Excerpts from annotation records
· · · · ·

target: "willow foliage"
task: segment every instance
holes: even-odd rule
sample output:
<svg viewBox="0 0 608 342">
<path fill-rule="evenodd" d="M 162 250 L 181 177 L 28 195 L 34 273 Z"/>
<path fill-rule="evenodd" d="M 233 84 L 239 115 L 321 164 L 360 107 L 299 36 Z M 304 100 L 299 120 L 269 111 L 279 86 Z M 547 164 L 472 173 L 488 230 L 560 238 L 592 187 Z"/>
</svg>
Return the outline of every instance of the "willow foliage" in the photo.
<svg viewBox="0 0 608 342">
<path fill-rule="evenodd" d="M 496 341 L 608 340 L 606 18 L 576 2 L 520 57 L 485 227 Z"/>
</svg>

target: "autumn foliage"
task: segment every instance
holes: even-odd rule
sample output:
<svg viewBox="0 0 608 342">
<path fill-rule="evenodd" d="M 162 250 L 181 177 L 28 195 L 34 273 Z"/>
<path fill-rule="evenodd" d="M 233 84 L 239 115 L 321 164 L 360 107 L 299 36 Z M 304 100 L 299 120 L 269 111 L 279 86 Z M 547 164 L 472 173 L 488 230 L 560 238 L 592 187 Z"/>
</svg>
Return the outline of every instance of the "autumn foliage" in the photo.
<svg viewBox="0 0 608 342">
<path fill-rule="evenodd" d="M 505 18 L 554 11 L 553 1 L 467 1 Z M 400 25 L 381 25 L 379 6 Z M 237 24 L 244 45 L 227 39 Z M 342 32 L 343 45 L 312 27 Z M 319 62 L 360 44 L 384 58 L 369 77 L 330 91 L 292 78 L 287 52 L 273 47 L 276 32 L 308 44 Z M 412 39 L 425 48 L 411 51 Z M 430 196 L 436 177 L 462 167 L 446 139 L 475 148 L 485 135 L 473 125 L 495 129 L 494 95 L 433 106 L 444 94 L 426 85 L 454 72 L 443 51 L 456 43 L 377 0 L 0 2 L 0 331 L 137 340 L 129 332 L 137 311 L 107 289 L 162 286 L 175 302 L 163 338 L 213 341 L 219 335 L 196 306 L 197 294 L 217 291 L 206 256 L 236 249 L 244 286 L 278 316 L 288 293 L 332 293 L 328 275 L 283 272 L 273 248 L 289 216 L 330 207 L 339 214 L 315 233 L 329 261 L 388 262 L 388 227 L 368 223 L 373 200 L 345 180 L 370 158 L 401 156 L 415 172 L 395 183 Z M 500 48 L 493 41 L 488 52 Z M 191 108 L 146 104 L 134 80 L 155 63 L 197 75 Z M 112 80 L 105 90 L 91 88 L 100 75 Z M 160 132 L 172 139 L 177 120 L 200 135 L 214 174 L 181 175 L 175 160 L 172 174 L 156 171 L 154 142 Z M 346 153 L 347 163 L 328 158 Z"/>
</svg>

· · · · ·

What you should do => How many lines of the listing contain the string "autumn", counting only case-sensitive matches? Reply with the number alone.

Answer => 2